**PROBLEM REQUIREMENTS**
Print the line containing "[mark] ceiling fan" and each line after it through the end, please, with nothing added.

━━━

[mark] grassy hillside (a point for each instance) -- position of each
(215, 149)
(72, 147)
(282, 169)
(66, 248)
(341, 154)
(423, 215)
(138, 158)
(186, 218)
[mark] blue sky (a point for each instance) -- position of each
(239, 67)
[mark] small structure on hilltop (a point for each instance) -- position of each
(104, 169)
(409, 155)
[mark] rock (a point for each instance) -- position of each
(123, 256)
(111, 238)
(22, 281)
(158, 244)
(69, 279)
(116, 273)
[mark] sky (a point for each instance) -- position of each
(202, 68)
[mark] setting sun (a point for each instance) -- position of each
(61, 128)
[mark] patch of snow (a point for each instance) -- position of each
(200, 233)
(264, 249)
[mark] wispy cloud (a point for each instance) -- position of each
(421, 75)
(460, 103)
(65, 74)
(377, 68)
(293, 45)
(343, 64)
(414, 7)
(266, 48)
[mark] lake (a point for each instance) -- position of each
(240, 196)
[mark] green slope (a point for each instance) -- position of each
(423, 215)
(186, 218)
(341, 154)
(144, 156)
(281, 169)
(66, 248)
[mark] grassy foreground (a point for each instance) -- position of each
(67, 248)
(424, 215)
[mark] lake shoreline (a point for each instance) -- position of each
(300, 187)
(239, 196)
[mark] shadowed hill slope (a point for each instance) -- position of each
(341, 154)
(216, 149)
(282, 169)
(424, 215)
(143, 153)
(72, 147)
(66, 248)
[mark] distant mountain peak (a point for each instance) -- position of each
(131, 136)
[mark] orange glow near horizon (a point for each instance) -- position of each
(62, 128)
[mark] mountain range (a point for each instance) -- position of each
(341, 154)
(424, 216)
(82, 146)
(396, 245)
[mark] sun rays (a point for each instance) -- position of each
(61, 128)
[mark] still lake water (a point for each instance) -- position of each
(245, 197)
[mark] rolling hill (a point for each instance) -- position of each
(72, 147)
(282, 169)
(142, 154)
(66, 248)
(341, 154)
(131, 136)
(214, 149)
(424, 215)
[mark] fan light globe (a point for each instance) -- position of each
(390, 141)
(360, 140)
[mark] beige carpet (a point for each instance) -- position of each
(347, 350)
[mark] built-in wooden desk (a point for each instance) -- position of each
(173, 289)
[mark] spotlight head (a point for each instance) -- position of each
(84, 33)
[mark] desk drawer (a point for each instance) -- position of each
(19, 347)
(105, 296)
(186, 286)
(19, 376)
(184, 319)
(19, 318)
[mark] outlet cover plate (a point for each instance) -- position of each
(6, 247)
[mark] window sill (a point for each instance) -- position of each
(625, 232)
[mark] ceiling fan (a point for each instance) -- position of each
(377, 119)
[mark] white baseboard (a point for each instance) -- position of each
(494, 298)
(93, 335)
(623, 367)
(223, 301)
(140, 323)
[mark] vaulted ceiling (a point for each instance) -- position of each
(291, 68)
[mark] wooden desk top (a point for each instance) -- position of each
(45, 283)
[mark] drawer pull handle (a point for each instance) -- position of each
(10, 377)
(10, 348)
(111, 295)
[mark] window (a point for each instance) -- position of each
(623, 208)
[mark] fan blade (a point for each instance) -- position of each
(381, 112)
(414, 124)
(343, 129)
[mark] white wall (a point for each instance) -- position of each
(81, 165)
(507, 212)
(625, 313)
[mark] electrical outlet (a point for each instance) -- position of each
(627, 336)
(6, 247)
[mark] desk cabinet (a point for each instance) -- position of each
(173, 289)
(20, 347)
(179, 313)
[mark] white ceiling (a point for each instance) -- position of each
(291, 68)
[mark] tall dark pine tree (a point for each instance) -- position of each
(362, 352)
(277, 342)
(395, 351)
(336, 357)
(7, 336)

━━━

**SOLUTION TO THE PROBLEM**
[mark] ceiling fan (a point for each instance) -- position of each
(377, 119)
[mark] white baseboard (a point for each instance) -- position of each
(494, 298)
(93, 335)
(623, 367)
(223, 301)
(140, 323)
[mark] vaulted ceiling (a point for each instance) -- position of each
(291, 68)
[mark] wooden desk top (a point for each instance) -- position of each
(45, 283)
[mark] drawer pull handle (a point for each instance) -- position of each
(10, 377)
(10, 348)
(111, 295)
[mark] window (a point for each instance) -- position of each
(623, 208)
[mark] fan blade (a point for each instance) -- position of each
(381, 112)
(414, 124)
(343, 129)
[mark] white wall (a point for each instance) -- position of each
(81, 165)
(507, 212)
(625, 313)
[mark] electrical outlet (a point for each instance) -- position of each
(627, 336)
(6, 247)
[mark] desk cabinet (a point for each instance) -- position of each
(173, 289)
(20, 347)
(179, 313)
[mark] white ceiling (a point for each instance) -- position of each
(291, 68)
[mark] tall dark pine tree (a point for each instance) -- position of each
(362, 352)
(277, 342)
(395, 351)
(336, 357)
(7, 336)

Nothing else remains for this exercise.